▸ **SOURCE EXTRACT**
▶

15h00-15h30 : Jean-Baptiste Voron (LIP6),
Evinrude, a tool to build intrusion monitor dedicated to a program
Designing security software that evolves as quickly as threats is a truthful challenge. In addition, current software becomes increasingly complex and difficult to handle even for experts. While dealing with security concerns, Monitors and Intrusion Detection Systems (IDS) are approaches that can alleviate these concerns.
In such a context, model checking is a suitable formal technique to analyze concurrent programs execution because automated tools can be designed and operated with very limited knowledge of the underlying techniques.
However, the formal specification must be given using dedicated notations that are not always familiar to engineers and experts (so far, model checking on UML raises complex problems that will not be solved immediately). In the main part of this talk, we present an approach and its realization by a tool (Evinrude) to perform transformations of C source code into Petri nets, a suitable formalism for model checking. This can be used to check statically some structural or reachability properties and to warn about potential dangerous states. To overcome the complexity of the resulting specification, we only focus on specific aspects of the program. Hence, we never model the entire processed program, but only parts which are relevant for our analysis.
In the second part, we detail the building blocks of the program's dedicated monitor in order to detect bad (or suspicious) behaviors during the process runtime.

◀

▸ **TASK REQUIREMENTS**
1) For the Evinrude talk abstract, mark each statement yes or no, depending on whether it agrees with the text. Back each answer with the deciding words of the text, quoted exactly.
(a) Evinrude transforms C source code into Petri nets.
(b) The approach models the entire processed program.
(c) Operating the automated model-checking tools takes deep knowledge of the underlying techniques.
2) Copy the Evinrude talk abstract word for word, between "15h00-15h30 : Jean-Baptiste" and "alleviate these concerns.", inclusive.

▸ **MATERIAL SHOWN**
▶

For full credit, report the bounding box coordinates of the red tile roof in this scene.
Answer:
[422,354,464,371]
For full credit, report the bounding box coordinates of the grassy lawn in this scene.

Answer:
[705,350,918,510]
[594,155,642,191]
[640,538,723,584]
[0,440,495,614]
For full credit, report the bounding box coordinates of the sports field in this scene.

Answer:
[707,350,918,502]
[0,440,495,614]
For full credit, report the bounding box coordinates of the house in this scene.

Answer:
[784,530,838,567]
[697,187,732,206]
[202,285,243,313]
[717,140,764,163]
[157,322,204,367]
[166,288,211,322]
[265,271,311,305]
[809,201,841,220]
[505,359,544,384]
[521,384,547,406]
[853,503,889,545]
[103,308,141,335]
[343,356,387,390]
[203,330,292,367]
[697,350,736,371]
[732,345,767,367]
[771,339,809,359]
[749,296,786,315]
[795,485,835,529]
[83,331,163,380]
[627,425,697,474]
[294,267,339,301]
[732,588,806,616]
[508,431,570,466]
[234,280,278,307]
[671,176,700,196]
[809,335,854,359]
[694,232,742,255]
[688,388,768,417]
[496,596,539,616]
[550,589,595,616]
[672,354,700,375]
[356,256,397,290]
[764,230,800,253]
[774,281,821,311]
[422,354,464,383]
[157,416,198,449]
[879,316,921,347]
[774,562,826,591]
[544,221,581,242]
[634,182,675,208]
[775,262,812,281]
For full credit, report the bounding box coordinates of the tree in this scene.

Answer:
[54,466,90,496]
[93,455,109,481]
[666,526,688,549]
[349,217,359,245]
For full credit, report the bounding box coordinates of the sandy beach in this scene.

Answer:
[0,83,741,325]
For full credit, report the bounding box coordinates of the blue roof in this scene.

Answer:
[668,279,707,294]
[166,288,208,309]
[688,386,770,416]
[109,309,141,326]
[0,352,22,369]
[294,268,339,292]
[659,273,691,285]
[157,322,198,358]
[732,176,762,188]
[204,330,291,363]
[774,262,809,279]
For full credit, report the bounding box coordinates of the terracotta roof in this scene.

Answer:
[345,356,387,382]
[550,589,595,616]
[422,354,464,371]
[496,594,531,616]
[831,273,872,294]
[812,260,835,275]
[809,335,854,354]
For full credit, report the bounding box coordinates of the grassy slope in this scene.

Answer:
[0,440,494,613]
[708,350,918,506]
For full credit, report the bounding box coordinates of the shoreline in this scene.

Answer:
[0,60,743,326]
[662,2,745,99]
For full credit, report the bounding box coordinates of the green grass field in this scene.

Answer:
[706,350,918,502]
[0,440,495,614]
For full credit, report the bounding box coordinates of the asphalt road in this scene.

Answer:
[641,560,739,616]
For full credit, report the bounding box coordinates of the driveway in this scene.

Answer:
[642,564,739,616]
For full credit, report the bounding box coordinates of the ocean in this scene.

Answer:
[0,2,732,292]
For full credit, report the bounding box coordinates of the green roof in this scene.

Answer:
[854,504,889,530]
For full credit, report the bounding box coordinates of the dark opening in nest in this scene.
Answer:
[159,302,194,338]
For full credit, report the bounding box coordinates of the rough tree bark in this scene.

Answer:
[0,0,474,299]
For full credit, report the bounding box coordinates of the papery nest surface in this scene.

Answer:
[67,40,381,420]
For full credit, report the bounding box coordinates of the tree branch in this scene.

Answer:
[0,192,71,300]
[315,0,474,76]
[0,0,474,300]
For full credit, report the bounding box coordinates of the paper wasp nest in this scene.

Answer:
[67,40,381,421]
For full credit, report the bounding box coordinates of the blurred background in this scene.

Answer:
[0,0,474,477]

◀

▸ **IN RESPONSE**
1)
(a) Yes: "to perform transformations of C source code into Petri nets"
(b) No: "we never model the entire processed program, but only parts which are relevant for our analysis"
(c) No: "automated tools can be designed and operated with very limited knowledge of the underlying techniques"

2)
15h00-15h30 : Jean-Baptiste Voron (LIP6),
Evinrude, a tool to build intrusion monitor dedicated to a program
Designing security software that evolves as quickly as threats is a truthful challenge. In addition, current software becomes increasingly complex and difficult to handle even for experts. While dealing with security concerns, Monitors and Intrusion Detection Systems (IDS) are approaches that can alleviate these concerns.